The exercise: From the essay below about following politics, quote word for word the part that opens with the words containing "I did try to" and closes with "only half understanding.".

Extract provided:
══════════
Gushed I, "I watched you on TV with the other candidates, Sir. I liked you a lot. You seemed to speak the least bullshit!" He chuckled good-naturedly, but I was mentally kicking myself as soon as the words were out of my mouth.

I did try to keep all the political goings-on straight in my head, but there never seemed to be any rhyme nor reason to how these things went in the Philippines, and there was always one upheaval after another, so half the time I felt like I was in a fog of only half understanding.

Since moving to France, where government and politics seem to function systematically, I've been promising myself to be more conscientious about keeping up with national events. But you know what, I think there was a reason my boss at The Manila Times kept giving me such assignments as the profile on child actor Vandolph and the interview with beauty queen Ruffa. I've only really begun regularly checking the news sites and buying the national papers like Libération less than two weeks ago, right about the time I heard that newly elected president Nicolas Sarkozy and his wife Cécilia were getting a divorce. To put it plainly, all the new activity was triggered by the good old desire for chismis (gossip).
══════════
Provided data:
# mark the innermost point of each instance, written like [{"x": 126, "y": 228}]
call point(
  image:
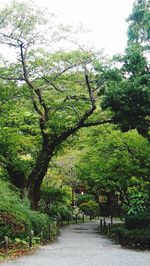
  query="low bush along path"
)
[{"x": 80, "y": 245}]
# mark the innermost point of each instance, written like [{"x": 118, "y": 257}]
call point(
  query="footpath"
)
[{"x": 82, "y": 245}]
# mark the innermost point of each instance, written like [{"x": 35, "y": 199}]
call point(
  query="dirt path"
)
[{"x": 80, "y": 245}]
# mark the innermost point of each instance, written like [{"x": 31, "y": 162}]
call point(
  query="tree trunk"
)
[
  {"x": 17, "y": 177},
  {"x": 37, "y": 175}
]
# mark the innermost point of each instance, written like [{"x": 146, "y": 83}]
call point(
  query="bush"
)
[
  {"x": 138, "y": 221},
  {"x": 90, "y": 208},
  {"x": 137, "y": 238},
  {"x": 60, "y": 211},
  {"x": 84, "y": 198},
  {"x": 38, "y": 221},
  {"x": 16, "y": 217}
]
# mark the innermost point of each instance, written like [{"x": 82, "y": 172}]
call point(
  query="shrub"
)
[
  {"x": 138, "y": 221},
  {"x": 137, "y": 238},
  {"x": 38, "y": 221},
  {"x": 16, "y": 218},
  {"x": 89, "y": 207}
]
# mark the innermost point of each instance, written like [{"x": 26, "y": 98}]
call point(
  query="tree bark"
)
[{"x": 38, "y": 173}]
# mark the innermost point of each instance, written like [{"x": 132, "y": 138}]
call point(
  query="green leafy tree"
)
[
  {"x": 59, "y": 87},
  {"x": 126, "y": 88}
]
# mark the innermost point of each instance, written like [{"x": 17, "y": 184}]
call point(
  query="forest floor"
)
[{"x": 82, "y": 245}]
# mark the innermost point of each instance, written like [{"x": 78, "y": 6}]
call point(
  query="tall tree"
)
[
  {"x": 126, "y": 91},
  {"x": 59, "y": 87}
]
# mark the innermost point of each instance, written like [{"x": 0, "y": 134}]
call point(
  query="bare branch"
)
[
  {"x": 97, "y": 123},
  {"x": 12, "y": 78}
]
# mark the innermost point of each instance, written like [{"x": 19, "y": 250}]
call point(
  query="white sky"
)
[{"x": 106, "y": 19}]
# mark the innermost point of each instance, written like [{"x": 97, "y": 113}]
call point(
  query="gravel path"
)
[{"x": 80, "y": 245}]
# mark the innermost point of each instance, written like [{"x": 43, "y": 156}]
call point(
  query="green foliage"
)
[
  {"x": 89, "y": 208},
  {"x": 139, "y": 202},
  {"x": 84, "y": 198},
  {"x": 137, "y": 238},
  {"x": 138, "y": 221},
  {"x": 55, "y": 202},
  {"x": 139, "y": 27},
  {"x": 126, "y": 169},
  {"x": 16, "y": 218}
]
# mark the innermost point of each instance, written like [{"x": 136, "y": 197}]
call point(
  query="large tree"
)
[
  {"x": 55, "y": 91},
  {"x": 127, "y": 82}
]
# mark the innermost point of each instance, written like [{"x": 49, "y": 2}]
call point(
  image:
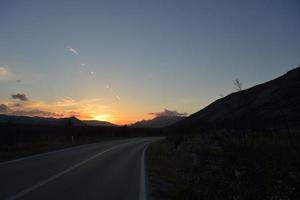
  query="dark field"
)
[
  {"x": 259, "y": 166},
  {"x": 23, "y": 140}
]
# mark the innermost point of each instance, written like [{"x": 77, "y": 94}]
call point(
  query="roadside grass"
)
[{"x": 259, "y": 167}]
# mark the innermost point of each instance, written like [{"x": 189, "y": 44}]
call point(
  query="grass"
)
[{"x": 259, "y": 167}]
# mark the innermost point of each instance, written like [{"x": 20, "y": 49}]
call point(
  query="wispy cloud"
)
[
  {"x": 62, "y": 107},
  {"x": 4, "y": 73},
  {"x": 74, "y": 51},
  {"x": 21, "y": 97},
  {"x": 167, "y": 112},
  {"x": 4, "y": 109}
]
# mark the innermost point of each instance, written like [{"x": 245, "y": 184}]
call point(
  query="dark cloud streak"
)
[
  {"x": 168, "y": 113},
  {"x": 21, "y": 97}
]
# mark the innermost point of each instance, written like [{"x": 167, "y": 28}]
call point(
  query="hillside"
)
[
  {"x": 274, "y": 104},
  {"x": 11, "y": 119}
]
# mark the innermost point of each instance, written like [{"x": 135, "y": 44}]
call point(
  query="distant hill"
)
[
  {"x": 274, "y": 104},
  {"x": 11, "y": 119},
  {"x": 158, "y": 122},
  {"x": 97, "y": 123}
]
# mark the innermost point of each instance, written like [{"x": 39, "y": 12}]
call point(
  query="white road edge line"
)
[
  {"x": 45, "y": 154},
  {"x": 40, "y": 184},
  {"x": 143, "y": 193}
]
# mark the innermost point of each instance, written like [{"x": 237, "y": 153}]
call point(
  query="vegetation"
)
[
  {"x": 22, "y": 140},
  {"x": 259, "y": 166}
]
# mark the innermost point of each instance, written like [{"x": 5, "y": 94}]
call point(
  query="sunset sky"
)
[{"x": 119, "y": 60}]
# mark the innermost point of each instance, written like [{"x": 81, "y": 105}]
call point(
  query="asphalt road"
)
[{"x": 112, "y": 170}]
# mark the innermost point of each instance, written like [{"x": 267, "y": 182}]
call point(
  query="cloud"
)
[
  {"x": 4, "y": 73},
  {"x": 4, "y": 109},
  {"x": 74, "y": 51},
  {"x": 35, "y": 113},
  {"x": 61, "y": 108},
  {"x": 168, "y": 113},
  {"x": 21, "y": 97}
]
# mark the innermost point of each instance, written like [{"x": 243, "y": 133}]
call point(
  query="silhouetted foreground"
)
[
  {"x": 244, "y": 146},
  {"x": 259, "y": 167},
  {"x": 109, "y": 170},
  {"x": 20, "y": 140}
]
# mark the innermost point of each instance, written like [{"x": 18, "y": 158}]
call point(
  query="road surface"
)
[{"x": 112, "y": 170}]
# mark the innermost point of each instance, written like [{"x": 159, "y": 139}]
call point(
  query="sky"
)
[{"x": 121, "y": 61}]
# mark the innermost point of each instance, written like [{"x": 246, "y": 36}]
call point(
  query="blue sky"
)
[{"x": 137, "y": 57}]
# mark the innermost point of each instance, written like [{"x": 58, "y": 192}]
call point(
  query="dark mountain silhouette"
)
[
  {"x": 274, "y": 104},
  {"x": 158, "y": 122},
  {"x": 11, "y": 119},
  {"x": 97, "y": 123}
]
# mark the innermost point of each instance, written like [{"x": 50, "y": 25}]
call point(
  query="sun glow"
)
[{"x": 103, "y": 117}]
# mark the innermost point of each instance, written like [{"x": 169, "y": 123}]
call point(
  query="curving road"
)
[{"x": 112, "y": 170}]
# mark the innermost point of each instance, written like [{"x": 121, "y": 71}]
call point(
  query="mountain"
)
[
  {"x": 158, "y": 122},
  {"x": 274, "y": 104},
  {"x": 97, "y": 123},
  {"x": 11, "y": 119}
]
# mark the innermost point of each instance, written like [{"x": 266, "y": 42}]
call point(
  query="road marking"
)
[
  {"x": 40, "y": 184},
  {"x": 143, "y": 193},
  {"x": 48, "y": 153}
]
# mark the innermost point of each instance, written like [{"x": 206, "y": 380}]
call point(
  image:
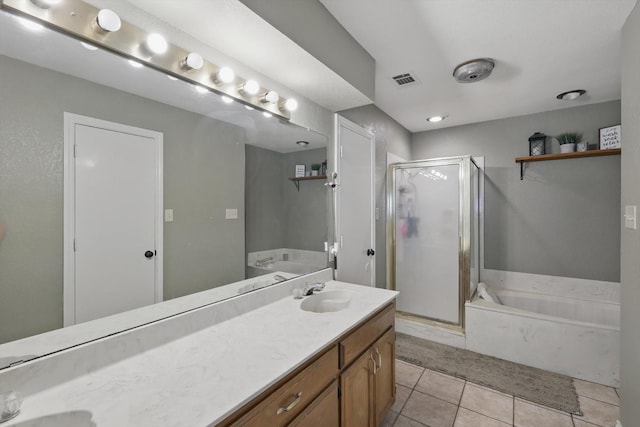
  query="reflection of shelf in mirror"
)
[
  {"x": 558, "y": 156},
  {"x": 296, "y": 181}
]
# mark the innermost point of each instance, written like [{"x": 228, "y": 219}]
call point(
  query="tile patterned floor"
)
[{"x": 429, "y": 398}]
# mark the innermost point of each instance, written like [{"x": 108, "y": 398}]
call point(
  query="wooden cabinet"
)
[
  {"x": 368, "y": 385},
  {"x": 352, "y": 384},
  {"x": 282, "y": 405}
]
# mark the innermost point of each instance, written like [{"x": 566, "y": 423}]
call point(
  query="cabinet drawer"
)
[
  {"x": 355, "y": 344},
  {"x": 322, "y": 412},
  {"x": 279, "y": 408}
]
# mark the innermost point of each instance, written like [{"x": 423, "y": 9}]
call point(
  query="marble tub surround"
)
══════════
Output below:
I did try to keep all the political goings-on straight in my head, but there never seemed to be any rhyme nor reason to how these things went in the Philippines, and there was always one upheaval after another, so half the time I felt like I was in a fog of only half understanding.